What you are asked to do
What is needed is the run of lines from the one with "Locate the smoke-filled" through the close of the data, set down exactly.

[A block of data]
##########
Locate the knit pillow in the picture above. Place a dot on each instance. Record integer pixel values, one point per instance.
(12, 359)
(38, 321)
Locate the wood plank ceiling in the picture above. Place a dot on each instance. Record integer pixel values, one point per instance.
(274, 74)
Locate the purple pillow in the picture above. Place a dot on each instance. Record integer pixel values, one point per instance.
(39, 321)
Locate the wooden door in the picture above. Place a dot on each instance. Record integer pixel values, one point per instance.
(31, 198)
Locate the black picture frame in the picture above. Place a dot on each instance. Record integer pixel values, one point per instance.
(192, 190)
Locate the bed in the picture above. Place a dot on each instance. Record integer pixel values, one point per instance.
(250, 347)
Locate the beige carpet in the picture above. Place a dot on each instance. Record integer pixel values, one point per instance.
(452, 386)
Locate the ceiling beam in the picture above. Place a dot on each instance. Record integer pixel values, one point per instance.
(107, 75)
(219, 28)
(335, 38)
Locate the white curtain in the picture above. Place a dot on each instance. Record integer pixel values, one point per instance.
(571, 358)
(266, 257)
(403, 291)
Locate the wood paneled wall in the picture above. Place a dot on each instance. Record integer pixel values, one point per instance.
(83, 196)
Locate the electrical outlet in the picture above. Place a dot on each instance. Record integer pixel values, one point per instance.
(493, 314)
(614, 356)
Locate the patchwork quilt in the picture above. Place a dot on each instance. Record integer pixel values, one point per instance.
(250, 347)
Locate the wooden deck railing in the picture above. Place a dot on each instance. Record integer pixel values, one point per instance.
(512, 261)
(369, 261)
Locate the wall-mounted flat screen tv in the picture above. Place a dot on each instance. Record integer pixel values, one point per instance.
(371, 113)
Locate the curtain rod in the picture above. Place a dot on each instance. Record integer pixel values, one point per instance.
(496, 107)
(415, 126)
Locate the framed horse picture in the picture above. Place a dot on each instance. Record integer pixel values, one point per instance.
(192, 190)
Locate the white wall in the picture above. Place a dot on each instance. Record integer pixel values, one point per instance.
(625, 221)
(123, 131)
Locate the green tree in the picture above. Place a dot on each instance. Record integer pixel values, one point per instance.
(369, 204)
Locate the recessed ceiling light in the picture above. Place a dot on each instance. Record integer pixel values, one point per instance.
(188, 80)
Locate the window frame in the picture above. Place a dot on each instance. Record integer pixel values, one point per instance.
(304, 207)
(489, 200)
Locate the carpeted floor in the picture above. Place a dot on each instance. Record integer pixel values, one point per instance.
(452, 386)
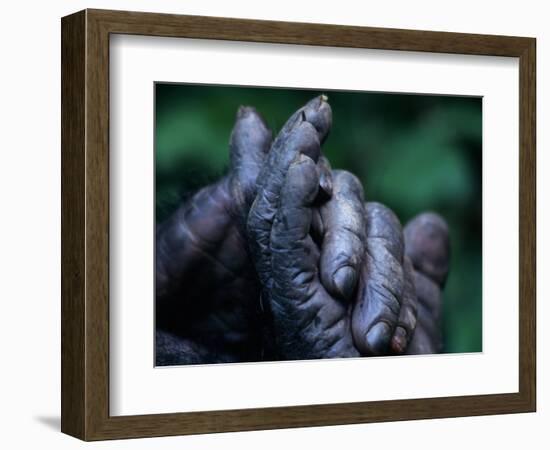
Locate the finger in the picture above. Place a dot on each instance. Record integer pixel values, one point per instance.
(303, 138)
(376, 314)
(427, 337)
(324, 194)
(406, 323)
(317, 112)
(293, 250)
(344, 238)
(250, 141)
(427, 245)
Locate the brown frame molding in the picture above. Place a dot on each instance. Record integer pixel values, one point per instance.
(85, 224)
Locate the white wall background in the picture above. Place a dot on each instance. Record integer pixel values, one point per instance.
(30, 227)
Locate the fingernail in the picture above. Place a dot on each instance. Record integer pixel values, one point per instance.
(243, 111)
(378, 338)
(345, 279)
(399, 340)
(325, 182)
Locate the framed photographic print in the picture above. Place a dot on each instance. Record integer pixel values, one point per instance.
(270, 224)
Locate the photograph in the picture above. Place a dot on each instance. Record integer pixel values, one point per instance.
(301, 224)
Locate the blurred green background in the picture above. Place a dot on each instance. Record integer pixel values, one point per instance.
(411, 152)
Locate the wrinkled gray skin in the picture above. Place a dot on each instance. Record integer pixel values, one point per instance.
(207, 290)
(333, 277)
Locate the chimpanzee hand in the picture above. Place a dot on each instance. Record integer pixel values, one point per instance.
(306, 320)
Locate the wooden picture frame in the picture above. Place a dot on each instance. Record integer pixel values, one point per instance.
(85, 224)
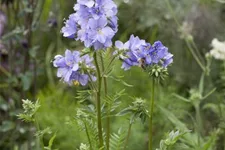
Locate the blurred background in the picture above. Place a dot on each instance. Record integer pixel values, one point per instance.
(30, 38)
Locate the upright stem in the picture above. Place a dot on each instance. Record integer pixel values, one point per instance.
(128, 135)
(151, 114)
(41, 136)
(98, 99)
(108, 107)
(199, 122)
(88, 136)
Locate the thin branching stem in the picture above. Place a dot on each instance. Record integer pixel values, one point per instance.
(195, 56)
(108, 106)
(88, 136)
(128, 135)
(40, 136)
(151, 114)
(98, 100)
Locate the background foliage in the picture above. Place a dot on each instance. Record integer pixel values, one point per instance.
(28, 44)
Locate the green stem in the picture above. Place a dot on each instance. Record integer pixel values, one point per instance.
(151, 114)
(195, 56)
(128, 135)
(40, 137)
(88, 136)
(108, 107)
(199, 122)
(98, 99)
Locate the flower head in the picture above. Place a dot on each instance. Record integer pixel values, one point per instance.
(218, 51)
(72, 68)
(94, 23)
(137, 52)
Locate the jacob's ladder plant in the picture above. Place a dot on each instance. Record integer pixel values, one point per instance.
(94, 23)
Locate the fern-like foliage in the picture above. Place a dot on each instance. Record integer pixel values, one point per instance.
(117, 140)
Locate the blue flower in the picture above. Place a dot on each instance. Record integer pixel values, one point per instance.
(137, 52)
(95, 23)
(72, 68)
(70, 28)
(99, 31)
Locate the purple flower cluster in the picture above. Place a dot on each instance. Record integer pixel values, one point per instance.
(94, 23)
(138, 52)
(72, 68)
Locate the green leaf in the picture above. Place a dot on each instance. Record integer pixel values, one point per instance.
(51, 141)
(33, 51)
(26, 81)
(7, 126)
(209, 93)
(181, 98)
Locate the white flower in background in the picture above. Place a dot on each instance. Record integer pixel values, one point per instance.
(185, 30)
(218, 51)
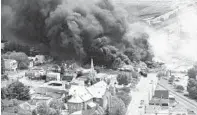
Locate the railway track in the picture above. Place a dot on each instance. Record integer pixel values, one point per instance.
(184, 100)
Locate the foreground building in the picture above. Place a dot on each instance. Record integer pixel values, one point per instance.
(10, 64)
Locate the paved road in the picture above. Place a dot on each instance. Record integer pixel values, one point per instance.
(143, 92)
(187, 103)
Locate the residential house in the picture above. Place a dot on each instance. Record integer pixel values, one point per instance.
(98, 91)
(161, 93)
(81, 99)
(54, 86)
(10, 64)
(52, 76)
(40, 59)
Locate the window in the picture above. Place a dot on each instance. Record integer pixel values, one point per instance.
(164, 104)
(55, 84)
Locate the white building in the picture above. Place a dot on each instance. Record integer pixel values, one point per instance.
(10, 64)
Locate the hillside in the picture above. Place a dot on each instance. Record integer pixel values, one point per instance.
(173, 40)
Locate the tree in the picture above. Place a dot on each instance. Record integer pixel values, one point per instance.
(171, 79)
(124, 78)
(18, 90)
(52, 109)
(117, 106)
(179, 88)
(192, 73)
(4, 93)
(192, 88)
(125, 97)
(20, 57)
(2, 66)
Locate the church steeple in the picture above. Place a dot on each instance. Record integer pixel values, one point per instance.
(92, 65)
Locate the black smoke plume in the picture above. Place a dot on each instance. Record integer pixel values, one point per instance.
(72, 29)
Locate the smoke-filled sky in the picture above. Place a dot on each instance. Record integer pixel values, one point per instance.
(75, 29)
(81, 29)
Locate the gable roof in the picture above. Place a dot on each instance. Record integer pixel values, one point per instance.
(98, 90)
(79, 94)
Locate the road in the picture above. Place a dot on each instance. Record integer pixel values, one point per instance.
(143, 91)
(187, 103)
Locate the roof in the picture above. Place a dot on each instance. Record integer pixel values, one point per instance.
(27, 106)
(155, 108)
(161, 94)
(79, 94)
(179, 108)
(10, 60)
(98, 90)
(101, 75)
(158, 101)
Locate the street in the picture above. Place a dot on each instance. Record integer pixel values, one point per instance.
(144, 89)
(186, 102)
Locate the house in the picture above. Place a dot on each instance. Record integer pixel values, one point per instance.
(39, 59)
(98, 91)
(161, 93)
(161, 102)
(81, 99)
(10, 64)
(54, 86)
(52, 76)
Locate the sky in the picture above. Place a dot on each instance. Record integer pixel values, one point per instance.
(177, 49)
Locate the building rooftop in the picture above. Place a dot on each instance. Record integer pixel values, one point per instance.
(79, 94)
(98, 90)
##########
Written solution
Locate the smoke-filled sky in the picture above. Place a dot on each instance. Record integer pixel values, one point per instance.
(75, 29)
(81, 29)
Locate the gable roof in the picture above. Place a dot on each instance. Record integer pixel values, one point per instance.
(98, 90)
(79, 94)
Locate the road in the picture above. Place a dot on each instance. Record integer pixel values, one point per instance.
(143, 91)
(187, 103)
Locate the roof in the picture above. Place a dot on each instance. Record integer pixel values, one point per instance.
(27, 106)
(155, 108)
(161, 94)
(79, 94)
(179, 108)
(10, 60)
(98, 90)
(101, 75)
(158, 101)
Locate the street in the picture above. Place a dot on each instance. Record integer pixel values, one point per instance.
(144, 89)
(186, 102)
Locate the house in the picture above. Place a dot on each instance. Record integer pixel values, one point per instance.
(39, 59)
(98, 91)
(161, 93)
(161, 102)
(81, 99)
(10, 64)
(54, 86)
(52, 76)
Locate the sky in the picture above. Place a dot on each instance. Record integer pixel values, one point per instance.
(177, 49)
Locate the building rooftop in the picture above. Place a dot on each instance. Record integer pixel values, one point per instance.
(79, 94)
(98, 90)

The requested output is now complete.